## Requirements
Count how many lines of the listing below contain the word "raised" and give only that number.

==== Extracted material ====

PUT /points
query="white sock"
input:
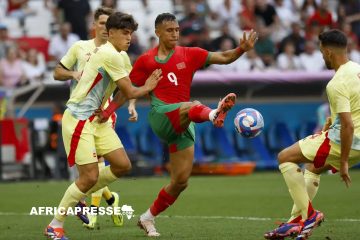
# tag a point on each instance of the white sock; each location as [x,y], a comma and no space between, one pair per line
[212,114]
[147,216]
[56,223]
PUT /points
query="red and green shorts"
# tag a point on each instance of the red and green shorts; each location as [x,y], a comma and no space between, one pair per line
[165,122]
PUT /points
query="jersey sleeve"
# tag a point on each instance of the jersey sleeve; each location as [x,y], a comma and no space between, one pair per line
[127,62]
[198,57]
[339,97]
[115,66]
[138,74]
[70,58]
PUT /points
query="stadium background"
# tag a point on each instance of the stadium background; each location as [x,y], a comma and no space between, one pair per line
[290,97]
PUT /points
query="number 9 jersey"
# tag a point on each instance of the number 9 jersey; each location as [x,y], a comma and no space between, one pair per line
[178,70]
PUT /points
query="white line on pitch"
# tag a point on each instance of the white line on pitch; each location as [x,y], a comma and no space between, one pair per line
[204,217]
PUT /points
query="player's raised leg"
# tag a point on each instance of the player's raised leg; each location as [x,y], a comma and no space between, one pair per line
[312,183]
[200,113]
[294,178]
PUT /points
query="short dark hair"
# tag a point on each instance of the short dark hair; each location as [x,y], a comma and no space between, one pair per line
[164,17]
[103,11]
[333,38]
[120,20]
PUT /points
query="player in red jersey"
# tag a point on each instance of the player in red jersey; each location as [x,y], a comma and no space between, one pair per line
[172,115]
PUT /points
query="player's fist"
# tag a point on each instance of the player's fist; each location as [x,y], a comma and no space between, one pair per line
[76,76]
[327,124]
[153,80]
[102,115]
[248,41]
[133,113]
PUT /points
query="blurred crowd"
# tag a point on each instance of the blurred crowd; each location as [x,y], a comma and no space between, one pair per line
[287,30]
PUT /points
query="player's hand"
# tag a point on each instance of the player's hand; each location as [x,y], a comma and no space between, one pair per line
[133,113]
[344,173]
[327,124]
[154,79]
[248,41]
[101,115]
[76,76]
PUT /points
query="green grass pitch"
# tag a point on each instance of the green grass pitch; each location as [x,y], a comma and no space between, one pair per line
[241,207]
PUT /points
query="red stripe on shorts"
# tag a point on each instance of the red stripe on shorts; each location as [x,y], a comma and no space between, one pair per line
[113,118]
[322,153]
[172,148]
[75,141]
[96,80]
[174,117]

====

## Reply to the exercise
2